**Task item**
Please restate word for word, and with nothing added, the lines that run from the one holding "Exercise. Point to every instance of the eyebrow" to the end of the entries below.

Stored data

'''

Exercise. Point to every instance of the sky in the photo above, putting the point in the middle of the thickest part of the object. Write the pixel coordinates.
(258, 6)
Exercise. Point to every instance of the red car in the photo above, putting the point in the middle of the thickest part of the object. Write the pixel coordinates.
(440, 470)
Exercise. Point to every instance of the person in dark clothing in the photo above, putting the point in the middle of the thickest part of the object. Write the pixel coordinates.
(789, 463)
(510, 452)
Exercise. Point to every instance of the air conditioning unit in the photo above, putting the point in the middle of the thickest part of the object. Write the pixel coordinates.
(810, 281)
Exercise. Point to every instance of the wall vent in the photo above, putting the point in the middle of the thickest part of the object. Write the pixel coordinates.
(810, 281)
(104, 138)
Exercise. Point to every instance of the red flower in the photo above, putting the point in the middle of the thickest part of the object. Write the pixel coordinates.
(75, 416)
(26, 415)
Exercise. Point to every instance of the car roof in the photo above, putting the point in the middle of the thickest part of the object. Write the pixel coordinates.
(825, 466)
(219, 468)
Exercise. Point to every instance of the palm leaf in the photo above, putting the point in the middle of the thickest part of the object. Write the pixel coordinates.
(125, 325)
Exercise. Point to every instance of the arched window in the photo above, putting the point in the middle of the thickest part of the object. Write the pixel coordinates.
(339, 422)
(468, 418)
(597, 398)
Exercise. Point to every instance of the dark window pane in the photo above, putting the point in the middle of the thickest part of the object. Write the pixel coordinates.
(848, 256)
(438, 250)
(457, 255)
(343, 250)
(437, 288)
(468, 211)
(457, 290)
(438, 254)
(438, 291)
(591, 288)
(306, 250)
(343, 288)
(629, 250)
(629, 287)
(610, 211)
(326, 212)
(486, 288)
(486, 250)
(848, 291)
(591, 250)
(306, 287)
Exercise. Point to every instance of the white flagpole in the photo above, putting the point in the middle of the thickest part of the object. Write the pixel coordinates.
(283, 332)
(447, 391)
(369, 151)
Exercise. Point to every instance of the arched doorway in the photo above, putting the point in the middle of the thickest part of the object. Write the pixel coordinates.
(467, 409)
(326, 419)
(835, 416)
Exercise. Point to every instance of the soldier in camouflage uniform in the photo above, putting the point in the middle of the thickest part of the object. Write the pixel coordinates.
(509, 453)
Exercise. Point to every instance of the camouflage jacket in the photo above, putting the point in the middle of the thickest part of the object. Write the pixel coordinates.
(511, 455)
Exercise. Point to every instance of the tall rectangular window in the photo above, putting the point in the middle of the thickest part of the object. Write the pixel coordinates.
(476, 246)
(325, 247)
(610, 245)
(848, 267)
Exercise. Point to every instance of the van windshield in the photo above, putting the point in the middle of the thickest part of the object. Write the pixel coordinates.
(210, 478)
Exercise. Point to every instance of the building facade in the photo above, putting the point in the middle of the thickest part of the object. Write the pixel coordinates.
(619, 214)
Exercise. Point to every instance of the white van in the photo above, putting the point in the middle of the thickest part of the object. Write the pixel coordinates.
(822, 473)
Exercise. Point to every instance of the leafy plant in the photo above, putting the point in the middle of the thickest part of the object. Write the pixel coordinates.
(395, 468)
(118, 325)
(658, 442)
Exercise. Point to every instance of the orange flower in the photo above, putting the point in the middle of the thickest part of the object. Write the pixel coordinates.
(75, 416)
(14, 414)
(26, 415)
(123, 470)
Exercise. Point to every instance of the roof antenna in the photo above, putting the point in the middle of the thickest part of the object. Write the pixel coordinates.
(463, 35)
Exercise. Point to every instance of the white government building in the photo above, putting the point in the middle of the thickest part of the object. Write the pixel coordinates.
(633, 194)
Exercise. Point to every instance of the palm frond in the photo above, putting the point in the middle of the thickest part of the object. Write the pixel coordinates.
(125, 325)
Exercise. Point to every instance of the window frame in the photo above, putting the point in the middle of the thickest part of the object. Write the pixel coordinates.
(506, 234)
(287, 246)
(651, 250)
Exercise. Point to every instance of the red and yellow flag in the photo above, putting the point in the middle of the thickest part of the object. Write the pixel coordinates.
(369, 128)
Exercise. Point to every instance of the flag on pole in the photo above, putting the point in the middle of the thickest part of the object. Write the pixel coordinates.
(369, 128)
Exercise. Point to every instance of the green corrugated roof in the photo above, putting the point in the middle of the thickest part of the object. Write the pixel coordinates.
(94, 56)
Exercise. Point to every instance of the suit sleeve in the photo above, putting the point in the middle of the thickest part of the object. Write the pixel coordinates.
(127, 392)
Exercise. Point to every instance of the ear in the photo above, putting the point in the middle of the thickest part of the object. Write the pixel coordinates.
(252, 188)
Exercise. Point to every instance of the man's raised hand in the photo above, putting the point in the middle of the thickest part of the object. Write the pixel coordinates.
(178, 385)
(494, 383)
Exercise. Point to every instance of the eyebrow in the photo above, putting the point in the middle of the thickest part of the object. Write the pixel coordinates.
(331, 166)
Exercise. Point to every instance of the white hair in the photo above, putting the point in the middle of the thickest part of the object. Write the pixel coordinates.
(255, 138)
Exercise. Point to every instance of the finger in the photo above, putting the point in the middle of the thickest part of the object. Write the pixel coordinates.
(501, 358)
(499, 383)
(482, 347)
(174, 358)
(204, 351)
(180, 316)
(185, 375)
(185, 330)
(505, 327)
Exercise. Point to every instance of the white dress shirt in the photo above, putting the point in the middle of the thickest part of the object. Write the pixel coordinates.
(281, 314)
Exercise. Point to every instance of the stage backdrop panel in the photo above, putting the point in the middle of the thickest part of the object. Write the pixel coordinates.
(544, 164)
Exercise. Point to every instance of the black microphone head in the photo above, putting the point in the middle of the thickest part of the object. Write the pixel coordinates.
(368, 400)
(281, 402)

'''

**Result**
Exercise. Point to every instance of the eyebrow in the photo above, putting the point in the middle of the thickest part of the object. Write the pixel coordinates.
(331, 166)
Exercise. Point to every instance of the white hair in the photo above, putting the point in the middle of the thickest part of the object. Write the pixel coordinates.
(255, 138)
Exercise. Point to every instance of the finger in the photo above, putting the point in the middle of the thickest part of the object. Write the pixel coordinates.
(501, 358)
(499, 383)
(482, 347)
(174, 358)
(204, 351)
(180, 316)
(185, 375)
(185, 330)
(505, 327)
Exercise. Point to every instance of the white dress shirt in the photo above, putting the point in the middle of the thickest part of the object. Write the pixel coordinates.
(281, 314)
Exercise. Point to every instance of the stage backdrop panel in the photo above, putting the point in the middle of the thickest part of the object. Write the pixel coordinates.
(544, 164)
Exercise. Point to every instance of the black microphone head in the photo above, putting the point in the middle of the thickest part of the object. Write the pixel coordinates.
(368, 400)
(281, 402)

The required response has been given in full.